Curiosamente, y como sucede en estos casos, no por casualidad, al día siguiente
de este hecho su marido nos llamaba para pedir una consulta, quería vernos
inmediatamente, porque la situación con Patricia «se había hecho insostenible».
Al
principio de la sesión adoptó una «pose» de auténtica intimidación, todo en él
eran manifestaciones agresivas; estaba realmente furioso, exigía que Patricia no
volviese a venir a la consulta... A lo largo de más de cuarenta minutos no paró
de exponer sus quejas; durante ese periodo de tiempo sólo obtuvo por mi parte
una mirada fija, constante, pero una mirada que reflejaba dureza y reprobación.
Cuando por fin terminó, le dije: «Bien, si ya ha terminado, puede marcharse»;
ante su cara de sorpresa añadí: «Yo siempre escucho a todo el que quiere exponer
algo, pero no hablo a quien no está dispuesto a escuchar»; como Paco parecía
incapaz de articular palabra, ni de moverse de la silla, concluí: «Si en algún
momento se encuentra en disposición de escuchar, de analizar con objetividad y
de extraer conclusiones lógicas y racionales, entonces me llama». Me levanté,
abrí la puerta, le miré y, como aún seguía sentado, víctima de una parálisis
momentánea, me fui a buscar a mi siguiente paciente.

*-*-*

● **Tareas**
a) Reproduzca del texto de lectura el pasaje que comienza con las palabras que contienen "Cuando por fin" y termina con "mi siguiente paciente.".
b) Según el texto de lectura, ¿durante cuánto tiempo estuvo el marido exponiendo sus quejas sin parar?

● **Material proporcionado**
*-*-*

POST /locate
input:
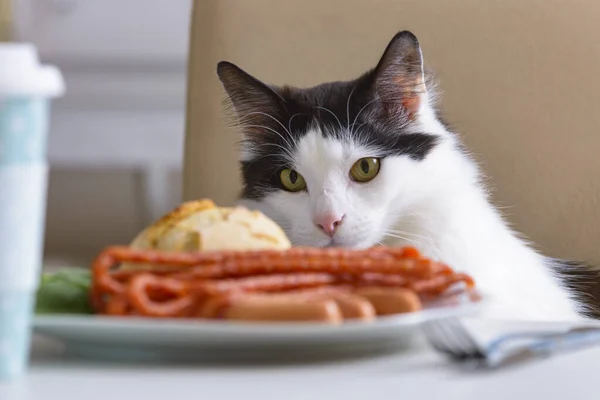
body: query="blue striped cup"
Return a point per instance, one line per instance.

*-*-*

● **Soluciones por tarea**
a)
Cuando por fin terminó, le dije: «Bien, si ya ha terminado, puede marcharse»;
ante su cara de sorpresa añadí: «Yo siempre escucho a todo el que quiere exponer
algo, pero no hablo a quien no está dispuesto a escuchar»; como Paco parecía
incapaz de articular palabra, ni de moverse de la silla, concluí: «Si en algún
momento se encuentra en disposición de escuchar, de analizar con objetividad y
de extraer conclusiones lógicas y racionales, entonces me llama». Me levanté,
abrí la puerta, le miré y, como aún seguía sentado, víctima de una parálisis
momentánea, me fui a buscar a mi siguiente paciente.

b) Durante más de cuarenta minutos.